EXERCISE PROMPT: Below are records; transcribe only the line with "Query: colorful silk lantern" and those after it, through the last line, without any change.

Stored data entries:
▼
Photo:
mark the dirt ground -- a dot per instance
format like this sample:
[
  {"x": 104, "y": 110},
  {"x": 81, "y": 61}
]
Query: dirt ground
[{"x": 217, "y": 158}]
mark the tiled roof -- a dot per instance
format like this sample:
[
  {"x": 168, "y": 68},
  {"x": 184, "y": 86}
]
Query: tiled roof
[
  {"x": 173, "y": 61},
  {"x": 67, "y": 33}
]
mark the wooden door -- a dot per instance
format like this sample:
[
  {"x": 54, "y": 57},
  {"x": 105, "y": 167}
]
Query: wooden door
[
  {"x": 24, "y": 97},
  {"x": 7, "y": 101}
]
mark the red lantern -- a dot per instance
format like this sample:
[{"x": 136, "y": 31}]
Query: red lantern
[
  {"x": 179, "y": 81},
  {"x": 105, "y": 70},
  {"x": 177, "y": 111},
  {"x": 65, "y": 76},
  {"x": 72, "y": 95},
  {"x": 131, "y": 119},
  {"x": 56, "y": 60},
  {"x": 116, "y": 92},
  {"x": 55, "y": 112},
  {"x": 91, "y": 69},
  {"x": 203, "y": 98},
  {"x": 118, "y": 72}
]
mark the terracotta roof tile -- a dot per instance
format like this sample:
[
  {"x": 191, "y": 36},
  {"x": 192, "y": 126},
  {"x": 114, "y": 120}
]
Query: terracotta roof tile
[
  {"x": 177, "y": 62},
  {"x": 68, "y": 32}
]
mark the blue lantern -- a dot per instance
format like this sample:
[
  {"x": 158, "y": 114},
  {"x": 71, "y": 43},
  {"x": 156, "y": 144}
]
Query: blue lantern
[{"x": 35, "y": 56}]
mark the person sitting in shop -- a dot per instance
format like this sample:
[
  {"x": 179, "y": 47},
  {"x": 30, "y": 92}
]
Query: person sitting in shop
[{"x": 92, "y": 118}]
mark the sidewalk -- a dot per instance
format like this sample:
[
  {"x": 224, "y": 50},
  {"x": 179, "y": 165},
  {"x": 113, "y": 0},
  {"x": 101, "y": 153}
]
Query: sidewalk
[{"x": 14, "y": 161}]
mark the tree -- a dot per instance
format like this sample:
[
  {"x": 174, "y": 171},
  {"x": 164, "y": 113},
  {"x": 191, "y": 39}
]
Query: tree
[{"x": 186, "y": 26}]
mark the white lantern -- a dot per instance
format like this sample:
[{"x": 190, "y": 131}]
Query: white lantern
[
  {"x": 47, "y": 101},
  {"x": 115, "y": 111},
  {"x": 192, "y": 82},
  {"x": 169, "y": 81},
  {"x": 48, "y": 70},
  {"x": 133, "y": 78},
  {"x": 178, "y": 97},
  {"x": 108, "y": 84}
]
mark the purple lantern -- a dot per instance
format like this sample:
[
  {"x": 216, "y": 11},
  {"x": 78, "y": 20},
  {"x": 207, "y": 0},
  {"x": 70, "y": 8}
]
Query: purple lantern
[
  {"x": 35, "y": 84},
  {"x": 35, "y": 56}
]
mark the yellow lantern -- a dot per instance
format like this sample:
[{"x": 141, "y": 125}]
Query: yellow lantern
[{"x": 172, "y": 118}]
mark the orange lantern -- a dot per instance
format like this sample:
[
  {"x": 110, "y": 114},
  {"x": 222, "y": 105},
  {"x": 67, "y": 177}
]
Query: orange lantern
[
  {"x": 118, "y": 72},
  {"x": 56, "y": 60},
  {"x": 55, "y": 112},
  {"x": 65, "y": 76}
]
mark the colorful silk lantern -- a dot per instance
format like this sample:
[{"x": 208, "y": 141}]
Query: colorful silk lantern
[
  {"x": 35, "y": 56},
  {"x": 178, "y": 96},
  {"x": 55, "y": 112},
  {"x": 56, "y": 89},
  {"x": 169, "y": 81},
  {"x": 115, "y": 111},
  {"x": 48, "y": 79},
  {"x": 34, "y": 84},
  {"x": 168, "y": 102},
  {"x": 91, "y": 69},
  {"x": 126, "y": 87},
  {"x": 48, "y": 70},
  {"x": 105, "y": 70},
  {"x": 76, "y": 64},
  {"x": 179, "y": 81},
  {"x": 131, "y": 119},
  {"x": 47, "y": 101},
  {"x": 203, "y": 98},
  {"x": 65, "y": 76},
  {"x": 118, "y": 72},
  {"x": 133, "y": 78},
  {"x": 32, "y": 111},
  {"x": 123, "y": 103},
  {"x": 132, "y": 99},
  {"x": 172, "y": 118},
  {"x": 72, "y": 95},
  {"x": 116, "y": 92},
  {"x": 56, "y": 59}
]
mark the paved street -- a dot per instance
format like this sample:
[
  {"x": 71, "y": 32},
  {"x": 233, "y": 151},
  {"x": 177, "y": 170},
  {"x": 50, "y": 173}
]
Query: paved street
▲
ANSWER BELOW:
Query: colorful silk lantern
[
  {"x": 35, "y": 56},
  {"x": 178, "y": 96},
  {"x": 55, "y": 112},
  {"x": 56, "y": 89},
  {"x": 169, "y": 81},
  {"x": 115, "y": 111},
  {"x": 48, "y": 79},
  {"x": 34, "y": 84},
  {"x": 168, "y": 102},
  {"x": 91, "y": 69},
  {"x": 126, "y": 87},
  {"x": 48, "y": 70},
  {"x": 105, "y": 70},
  {"x": 76, "y": 64},
  {"x": 179, "y": 81},
  {"x": 131, "y": 119},
  {"x": 47, "y": 101},
  {"x": 203, "y": 98},
  {"x": 65, "y": 76},
  {"x": 118, "y": 72},
  {"x": 133, "y": 78},
  {"x": 32, "y": 111},
  {"x": 123, "y": 103},
  {"x": 132, "y": 99},
  {"x": 172, "y": 118},
  {"x": 72, "y": 95},
  {"x": 116, "y": 92},
  {"x": 56, "y": 59}
]
mark the paved street -- a dot per instance
format like this sample:
[
  {"x": 71, "y": 32},
  {"x": 233, "y": 151},
  {"x": 177, "y": 170},
  {"x": 50, "y": 173}
]
Query: paved street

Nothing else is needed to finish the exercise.